== Information shown ==
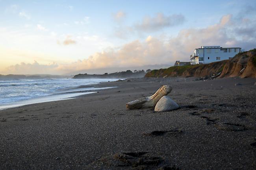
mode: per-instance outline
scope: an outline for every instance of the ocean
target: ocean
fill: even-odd
[[[111,88],[84,87],[83,86],[115,80],[71,78],[0,79],[0,110],[74,98],[81,95]]]

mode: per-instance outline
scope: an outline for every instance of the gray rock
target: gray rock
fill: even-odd
[[[156,112],[163,112],[177,109],[180,107],[171,98],[167,96],[162,97],[155,107]]]

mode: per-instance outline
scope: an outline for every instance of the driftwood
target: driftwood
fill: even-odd
[[[126,107],[128,109],[135,109],[154,107],[160,99],[170,93],[172,89],[171,85],[163,85],[152,96],[130,101],[126,104]]]

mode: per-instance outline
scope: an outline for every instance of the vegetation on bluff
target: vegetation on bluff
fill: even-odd
[[[230,60],[154,70],[148,72],[145,77],[204,77],[219,74],[221,78],[235,76],[256,78],[256,49],[237,54]]]

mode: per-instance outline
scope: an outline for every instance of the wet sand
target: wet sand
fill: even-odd
[[[118,87],[1,110],[0,169],[256,169],[256,79],[194,80],[106,82],[93,86]],[[164,84],[178,109],[126,109]]]

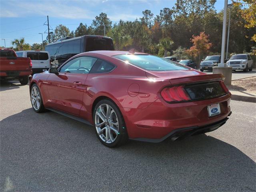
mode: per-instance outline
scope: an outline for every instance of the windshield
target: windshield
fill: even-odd
[[[118,55],[114,57],[149,71],[188,70],[187,68],[164,58],[150,55]]]
[[[12,50],[0,50],[0,57],[16,57],[14,51]]]
[[[180,62],[179,62],[179,63],[182,64],[186,64],[189,61],[189,60],[182,60]]]
[[[232,59],[247,59],[246,55],[233,55],[230,57],[230,60]]]
[[[205,61],[218,61],[220,56],[207,56],[204,60]]]

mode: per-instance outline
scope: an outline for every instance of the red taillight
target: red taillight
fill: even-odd
[[[182,86],[164,88],[161,92],[161,95],[167,102],[176,102],[191,100]]]
[[[228,89],[226,86],[226,85],[225,84],[225,83],[224,83],[224,80],[222,80],[222,81],[220,82],[220,86],[221,86],[221,87],[222,87],[222,89],[223,89],[223,90],[224,90],[224,91],[225,91],[225,92],[226,93],[227,93],[228,92],[229,92],[229,90],[228,90]]]
[[[32,61],[31,61],[31,60],[29,60],[29,68],[32,68]]]

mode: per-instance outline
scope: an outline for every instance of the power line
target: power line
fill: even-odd
[[[162,1],[162,2],[165,2],[165,1],[167,1],[167,0],[165,0],[165,1]],[[154,1],[149,1],[148,2],[144,2],[143,3],[137,3],[136,4],[132,4],[132,5],[125,5],[125,6],[116,6],[116,7],[118,7],[118,8],[120,8],[120,7],[127,7],[128,6],[134,6],[135,5],[140,5],[142,4],[145,4],[146,3],[152,3],[153,2],[159,2],[159,0],[155,0]],[[66,14],[57,14],[56,15],[55,15],[55,16],[62,16],[62,15],[71,15],[71,14],[77,14],[78,13],[85,13],[85,12],[93,12],[94,11],[103,11],[104,10],[108,10],[109,9],[112,9],[113,8],[106,8],[105,9],[98,9],[98,10],[87,10],[87,11],[81,11],[80,12],[76,12],[76,13],[70,13],[70,14],[68,14],[68,13],[66,13]]]
[[[13,37],[9,37],[4,38],[4,38],[4,39],[11,39],[11,38],[17,38],[17,37],[26,37],[26,36],[31,36],[32,35],[37,34],[38,34],[38,33],[32,33],[32,34],[28,34],[27,35],[22,35],[22,36],[13,36]]]
[[[26,29],[20,29],[20,30],[16,30],[16,31],[9,31],[9,32],[5,32],[4,33],[0,33],[0,34],[4,34],[5,33],[12,33],[13,32],[16,32],[17,31],[23,31],[24,30],[26,30],[27,29],[32,29],[33,28],[36,28],[37,27],[39,27],[42,26],[44,26],[44,25],[40,25],[39,26],[36,26],[34,27],[30,27],[29,28],[27,28]]]
[[[25,22],[25,21],[31,21],[31,20],[34,20],[35,19],[40,19],[41,18],[45,18],[45,16],[38,17],[38,18],[34,18],[33,19],[27,19],[27,20],[20,20],[20,21],[15,21],[14,22],[11,22],[10,23],[8,22],[8,23],[2,23],[2,22],[1,22],[1,23],[0,24],[1,24],[2,25],[9,25],[9,24],[12,24],[13,23],[22,23],[22,22]]]

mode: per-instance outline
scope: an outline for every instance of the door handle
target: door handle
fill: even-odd
[[[82,85],[82,82],[80,82],[79,81],[75,81],[74,82],[74,84],[76,85]]]

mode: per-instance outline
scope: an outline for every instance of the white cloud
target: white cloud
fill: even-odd
[[[63,1],[58,0],[8,1],[7,3],[6,6],[1,6],[0,17],[22,17],[36,14],[38,15],[49,15],[52,17],[70,19],[94,18],[89,10],[78,6],[67,5],[64,4]]]
[[[110,20],[114,21],[119,21],[120,19],[124,20],[135,20],[136,18],[139,19],[140,17],[142,17],[140,16],[126,13],[115,13],[114,15],[108,15],[108,16]]]

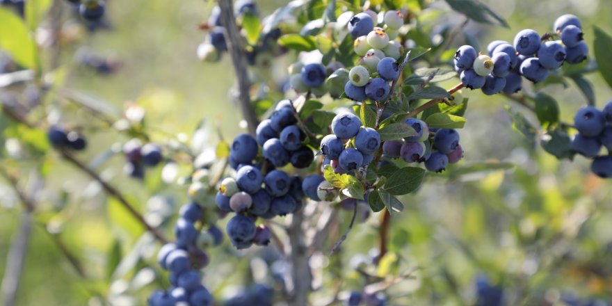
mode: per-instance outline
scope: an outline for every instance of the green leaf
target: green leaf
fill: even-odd
[[[261,33],[259,17],[252,13],[247,13],[242,17],[242,28],[246,31],[246,41],[251,45],[257,45]]]
[[[478,0],[446,0],[453,10],[468,18],[480,23],[494,24],[492,18],[506,28],[509,26],[503,18],[493,12],[488,6]]]
[[[405,137],[415,136],[419,134],[403,122],[391,123],[382,127],[378,130],[380,134],[380,140],[393,140],[394,139],[401,139]]]
[[[284,35],[278,39],[278,44],[297,51],[312,51],[316,49],[316,40],[313,36],[299,34]]]
[[[580,90],[586,97],[586,102],[588,105],[594,106],[595,105],[595,92],[593,91],[593,84],[586,79],[579,75],[572,75],[570,76],[576,85],[580,88]]]
[[[536,95],[536,115],[545,128],[559,122],[559,106],[552,97],[539,92]]]
[[[574,159],[575,152],[572,149],[572,140],[567,133],[561,129],[548,131],[542,136],[540,144],[546,152],[559,159]]]
[[[428,117],[425,122],[431,128],[461,129],[465,124],[465,118],[443,113],[437,113]]]
[[[361,122],[366,127],[373,128],[376,125],[376,113],[365,103],[362,103],[359,110],[359,115]]]
[[[368,204],[370,205],[372,211],[375,213],[378,213],[385,209],[385,203],[382,202],[382,199],[380,198],[378,191],[374,190],[370,192],[370,194],[368,195]]]
[[[3,7],[0,7],[0,49],[22,66],[34,67],[38,61],[36,45],[24,21]]]
[[[425,170],[417,167],[404,167],[388,177],[385,191],[394,195],[410,193],[418,189],[425,179]]]
[[[612,58],[610,56],[610,50],[612,50],[612,37],[597,26],[594,26],[593,29],[595,33],[593,49],[595,49],[595,61],[597,62],[597,69],[608,83],[608,86],[612,87]]]
[[[404,204],[391,193],[384,190],[378,190],[378,196],[380,197],[389,213],[398,213],[404,210]]]
[[[442,87],[429,86],[424,88],[417,89],[414,92],[410,94],[406,99],[415,100],[417,99],[449,99],[451,95],[446,89]]]

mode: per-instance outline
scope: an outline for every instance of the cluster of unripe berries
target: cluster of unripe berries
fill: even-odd
[[[138,179],[145,177],[145,167],[154,167],[163,159],[161,147],[152,143],[143,145],[138,138],[125,143],[123,153],[127,160],[123,167],[124,171],[127,175]]]
[[[572,140],[577,153],[593,159],[590,170],[603,178],[612,177],[612,101],[602,111],[594,106],[580,108],[574,116],[574,127],[578,134]],[[602,146],[608,155],[599,155]]]
[[[221,244],[223,234],[215,226],[199,231],[197,224],[203,214],[202,208],[196,203],[181,207],[175,225],[176,242],[164,245],[157,254],[159,266],[170,271],[172,287],[167,291],[154,291],[149,297],[149,306],[213,305],[212,296],[202,284],[200,270],[209,261],[202,249]]]
[[[275,169],[289,163],[304,168],[314,160],[312,150],[302,143],[305,135],[296,120],[291,101],[281,101],[270,119],[257,127],[256,137],[240,134],[232,143],[229,160],[235,178],[222,181],[216,202],[222,211],[236,213],[226,230],[237,248],[269,242],[270,230],[255,226],[257,217],[285,216],[302,207],[301,178]]]
[[[422,120],[406,119],[417,136],[403,140],[385,141],[382,145],[383,156],[401,159],[406,163],[425,163],[425,168],[440,172],[449,163],[455,163],[463,157],[463,149],[459,144],[459,133],[453,129],[435,129],[432,131]],[[430,131],[433,137],[430,137]]]
[[[87,140],[83,135],[75,131],[67,131],[63,127],[54,125],[47,133],[51,145],[58,149],[70,149],[81,151],[87,147]]]
[[[521,76],[533,83],[541,82],[549,72],[564,63],[577,64],[586,59],[588,48],[583,41],[580,20],[564,15],[555,21],[554,33],[540,37],[534,30],[524,29],[514,45],[495,40],[487,47],[488,55],[478,54],[472,46],[461,46],[455,54],[456,71],[461,81],[471,89],[482,89],[485,95],[516,92],[522,88]],[[558,35],[560,40],[546,41]]]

== Set exercise ==
Identify every line in the records that contains the string "power", and copy each one.

== Finished exercise ==
scope: an outline for every instance of the power line
target: power line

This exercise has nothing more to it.